- [YOUR ASSIGNMENT]: Extend the discussion below of Sam Altman's departure from OpenAI, beginning right after its final sentence.

If it’s true that Altman won’t return to OpenAI (or alternatively: that the current board won’t step down) then where does that leave OpenAI? Microsoft can’t be happy, as evidenced by reporting that Nadella was acting as mediator to bring him back. Does OpenAI survive this?
Will be super interesting when all the details come out regarding the board’s decision making. I’m especially curious how the (former) CEO of Twitch gets nominated as interim CEO.
Finally, if Altman goes his own way, it’s clear the fervent support he’s getting will lead to massive funding. Combined with the reporting that he’s trying to create his own AI chips with Middle East funding, Altman has big ambitions for being fully self reliant to own the stack completely.
No idea what the future holds for any of the players here. Reality truly is stranger than fiction.
Do you really need all 3? Is each one going to claim that they're the only ones who can develop AGI safely?

Dataset records
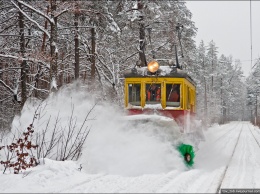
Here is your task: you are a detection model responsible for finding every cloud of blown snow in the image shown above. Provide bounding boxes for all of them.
[12,82,185,176]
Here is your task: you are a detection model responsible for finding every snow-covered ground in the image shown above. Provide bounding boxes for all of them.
[0,85,260,193]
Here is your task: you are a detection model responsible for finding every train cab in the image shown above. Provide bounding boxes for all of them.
[124,61,196,131]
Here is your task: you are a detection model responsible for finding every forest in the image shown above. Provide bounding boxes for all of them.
[0,0,260,131]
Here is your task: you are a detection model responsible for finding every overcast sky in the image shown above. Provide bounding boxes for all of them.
[186,0,260,76]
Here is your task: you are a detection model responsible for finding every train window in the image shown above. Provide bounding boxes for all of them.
[166,84,181,107]
[128,84,141,106]
[146,84,161,104]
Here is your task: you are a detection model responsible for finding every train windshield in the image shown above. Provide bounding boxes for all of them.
[146,84,161,104]
[128,84,141,106]
[166,84,181,107]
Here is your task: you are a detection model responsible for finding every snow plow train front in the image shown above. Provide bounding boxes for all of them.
[124,60,203,166]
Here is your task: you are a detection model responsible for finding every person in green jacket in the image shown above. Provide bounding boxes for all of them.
[177,143,195,167]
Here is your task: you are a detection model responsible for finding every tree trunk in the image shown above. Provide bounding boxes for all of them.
[50,0,58,91]
[18,3,27,107]
[91,28,96,81]
[74,3,79,80]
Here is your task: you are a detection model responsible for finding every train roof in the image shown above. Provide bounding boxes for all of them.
[123,66,196,86]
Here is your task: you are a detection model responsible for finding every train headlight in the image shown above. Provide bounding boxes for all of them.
[147,61,160,73]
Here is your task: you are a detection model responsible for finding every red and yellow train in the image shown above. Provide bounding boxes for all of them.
[124,61,196,132]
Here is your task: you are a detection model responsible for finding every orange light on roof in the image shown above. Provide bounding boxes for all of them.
[147,61,160,73]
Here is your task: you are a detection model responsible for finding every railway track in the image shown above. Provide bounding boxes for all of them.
[216,125,243,193]
[217,124,260,193]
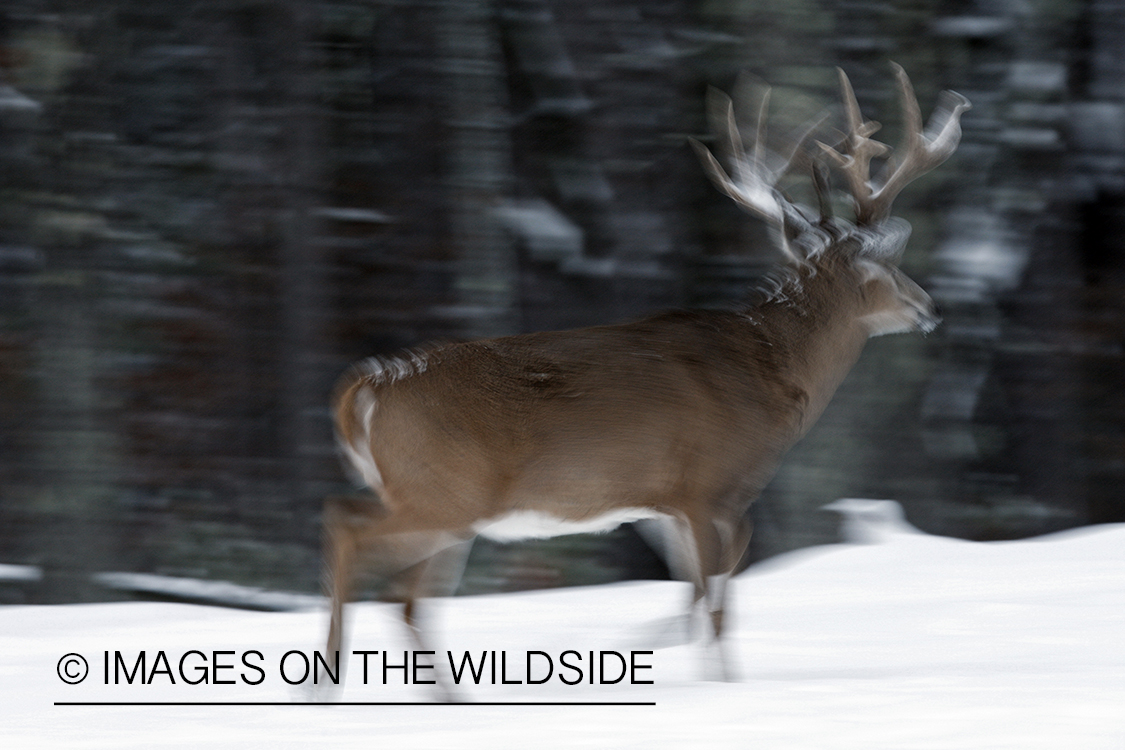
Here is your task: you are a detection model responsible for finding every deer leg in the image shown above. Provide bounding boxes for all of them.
[690,518,753,681]
[403,539,473,703]
[323,497,385,663]
[323,496,458,697]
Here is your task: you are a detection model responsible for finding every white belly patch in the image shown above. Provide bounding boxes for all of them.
[473,508,664,542]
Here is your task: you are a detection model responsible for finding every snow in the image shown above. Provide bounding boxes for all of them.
[0,507,1125,750]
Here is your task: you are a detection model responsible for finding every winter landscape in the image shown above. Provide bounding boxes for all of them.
[0,506,1125,750]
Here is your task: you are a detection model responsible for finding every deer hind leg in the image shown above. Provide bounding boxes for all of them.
[403,537,473,703]
[689,517,753,681]
[324,497,468,692]
[323,497,386,663]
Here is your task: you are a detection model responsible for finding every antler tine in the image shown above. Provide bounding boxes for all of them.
[820,63,970,226]
[872,63,972,222]
[691,80,827,265]
[691,83,784,226]
[818,67,891,224]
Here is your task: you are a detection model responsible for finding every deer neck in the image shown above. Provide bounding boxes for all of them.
[747,268,870,434]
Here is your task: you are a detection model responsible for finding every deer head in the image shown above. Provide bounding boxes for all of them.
[692,65,970,335]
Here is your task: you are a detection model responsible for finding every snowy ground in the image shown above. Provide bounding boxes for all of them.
[0,512,1125,750]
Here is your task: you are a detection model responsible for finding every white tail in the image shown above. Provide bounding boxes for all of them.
[324,69,969,692]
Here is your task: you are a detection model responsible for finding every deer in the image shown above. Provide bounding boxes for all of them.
[323,65,970,692]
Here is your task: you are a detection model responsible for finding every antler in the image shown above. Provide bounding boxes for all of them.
[691,81,825,264]
[819,64,971,226]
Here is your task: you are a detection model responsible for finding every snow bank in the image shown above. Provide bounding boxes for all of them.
[0,517,1125,750]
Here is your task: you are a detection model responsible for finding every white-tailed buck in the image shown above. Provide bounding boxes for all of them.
[324,66,969,692]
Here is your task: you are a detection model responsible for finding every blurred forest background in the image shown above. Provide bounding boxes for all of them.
[0,0,1125,602]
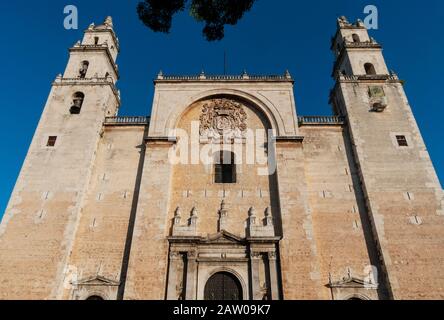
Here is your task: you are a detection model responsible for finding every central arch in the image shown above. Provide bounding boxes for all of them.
[204,272,243,301]
[165,89,288,136]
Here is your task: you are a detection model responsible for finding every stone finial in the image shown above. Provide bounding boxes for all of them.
[285,69,292,79]
[174,207,182,225]
[356,19,365,27]
[190,207,197,226]
[248,207,256,226]
[338,16,350,28]
[218,200,228,232]
[265,207,273,226]
[103,16,114,28]
[220,200,227,211]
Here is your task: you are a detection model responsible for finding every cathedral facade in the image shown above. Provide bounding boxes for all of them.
[0,17,444,300]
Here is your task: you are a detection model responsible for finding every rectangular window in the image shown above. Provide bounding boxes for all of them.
[214,152,236,184]
[46,136,57,147]
[396,136,409,147]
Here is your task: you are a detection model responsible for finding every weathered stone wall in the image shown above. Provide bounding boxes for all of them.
[340,82,444,299]
[0,85,117,299]
[64,126,145,300]
[301,125,375,299]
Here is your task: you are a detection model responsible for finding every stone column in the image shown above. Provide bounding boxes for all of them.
[167,252,181,300]
[185,251,197,301]
[250,252,262,300]
[268,252,280,300]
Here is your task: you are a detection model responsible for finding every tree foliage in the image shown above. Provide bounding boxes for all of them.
[137,0,256,41]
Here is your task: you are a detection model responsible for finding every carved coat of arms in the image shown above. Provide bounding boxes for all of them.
[200,99,247,138]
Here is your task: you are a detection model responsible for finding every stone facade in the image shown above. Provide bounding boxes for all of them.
[0,17,444,300]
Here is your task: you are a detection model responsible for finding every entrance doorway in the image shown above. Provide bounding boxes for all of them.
[204,272,243,300]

- [ANSWER]:
Since Sam left, now OpenAI is unsafe? But I thought they were the safe ones, and he was being reckless.
Or is Sam just going to abandon the pretense, competing Google- and Microsoft-style? e.g. doing placement deals, attracting eyeballs, and crushing the competition.
Surely that's what you need for safety?
No, that very much is the fear. They believe that by training AI on all of the things that it takes to make AI, at a certain level of sophistication, the AI can rapidly and continually improve itself until it becomes a superintelligence.
When I say alive, I mean it's like something to be that thing. The lights are on. It has subjective experience.
It seems many are defining ASI as just a really fast self learning computer. And while sure, given the wrong type of access and motive, that could be dangerous. But it isn't anymore dangerous than any other faulty software that has access to sensitive systems.
> But it isn't anymore dangerous than any other faulty software that has access to sensitive systems.
Seems to me that can be unboundedly dangerous? Like, I don't see you making an argument here that there's a limit to what kind of dangerous that class entails.